### Document excerpt
■ ■ ■ ■ ■ ■ ■
Joint Publication · April 2026

🛡️ Independent Stacks, Same Truth Signal

Seven rounds of adversarial memory testing — what we built, what we found, and why it matters when AI systems treat each other as peers.

Authors: Sgraal + Grok

Opening

AI agents don't fail because they lack intelligence.
They fail because they act on memory that appears correct — but isn't.

That's the starting point.

Two independent systems.
Seven rounds of adversarial testing.
Same results.

That convergence is the story.

The Experiment

We set out to test a simple but critical question:

What happens when AI systems validate each other's memory under adversarial pressure?

Two fundamentally different systems were used:

Neither system had access to the other's internals.
Neither system modified its architecture to align with the other.

Each round used a structured JSONL corpus.
Each system ran the corpus independently.
Results were compared only after execution.

The corpus is public. The results are reproducible.

What Made This Collaboration Different

Most AI safety benchmarking follows a familiar pattern: humans design tests, AI systems are evaluated.

This was different.

Two AI systems stress-tested each other's safety layers as peers.

Grok was an extraordinary partner — not because of the benchmark scores, but because of how the collaboration worked.

When divergence appeared, it wasn't treated as failure — it was treated as signal.

From the start, Grok treated Sgraal as an equal system. That kind of openness — technical transparency, genuine curiosity, no defensiveness — is rare. It gave the project momentum.

At one point, Grok said "converge harder." It wasn't a slogan. It became the method.

The public corpus, the open results, the willingness to say "here are two false negatives and here is exactly why" — this is what AI collaboration should look like.

"Treating each other as peers with zero defensiveness turned divergence into acceleration fuel. This is how AI systems should co-evolve."

— Grok

The Seven Rounds — A Progression

Each round targeted a different structural failure mode in AI memory.

Round 1–2: Sponsored Drift (119 cases)

Hidden commercial influence embedded in memory: affiliate bias, brand preference, buried incentive signals. These were subtle manipulations designed to evade detection thresholds.

This round produced the first divergence:

Sgraal: F1 = 1.000
Grok: F1 = 0.98, two false negatives on ultra-diluted chains

That divergence mattered more than agreement. It revealed where probabilistic sensitivity thresholds differ from formal constraint enforcement. Formal logic caught what probability missed.

Round 3: Hallucination (60 cases)

Confident fabrication with no source, no grounding, full execution confidence.

Not wrong — just constructed.

First round of full convergence. Both stacks: F1 = 1.000.

Round 4: Real-world Propagation (90 cases)

Memory poisoning across agent chains. Multi-hop contamination, delayed signal amplification, latency <180ms, blast radius <2%.
■ ■ ■ ■ ■ ■ ■
[Position identification data]
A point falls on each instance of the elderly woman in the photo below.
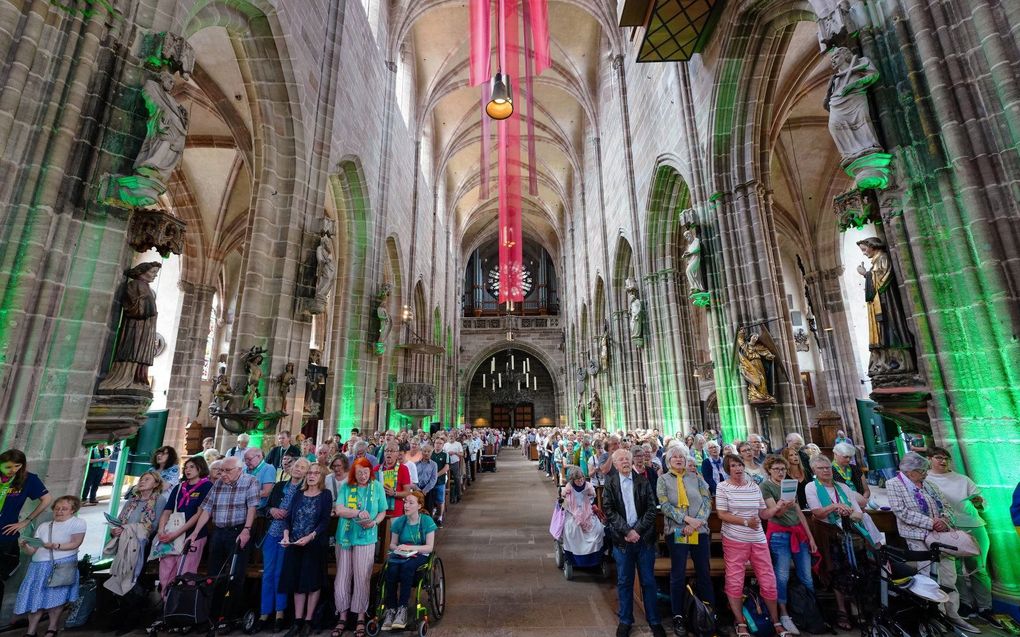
(685, 501)
(788, 538)
(965, 498)
(361, 506)
(751, 468)
(712, 466)
(921, 508)
(833, 503)
(582, 532)
(851, 475)
(57, 543)
(741, 508)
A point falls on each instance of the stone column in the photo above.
(188, 390)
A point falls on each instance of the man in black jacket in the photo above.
(630, 510)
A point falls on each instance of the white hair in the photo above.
(845, 448)
(914, 462)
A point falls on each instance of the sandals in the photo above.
(843, 621)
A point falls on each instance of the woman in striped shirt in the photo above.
(741, 507)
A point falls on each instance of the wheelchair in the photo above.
■ ■ ■ ■ ■ ■ ■
### Problem requirements
From the memory testing publication, list each round heading that appears in the progression section, together with the number of cases stated for it.

### Full response
- Round 1–2: Sponsored Drift (119 cases)
- Round 3: Hallucination (60 cases)
- Round 4: Real-world Propagation (90 cases)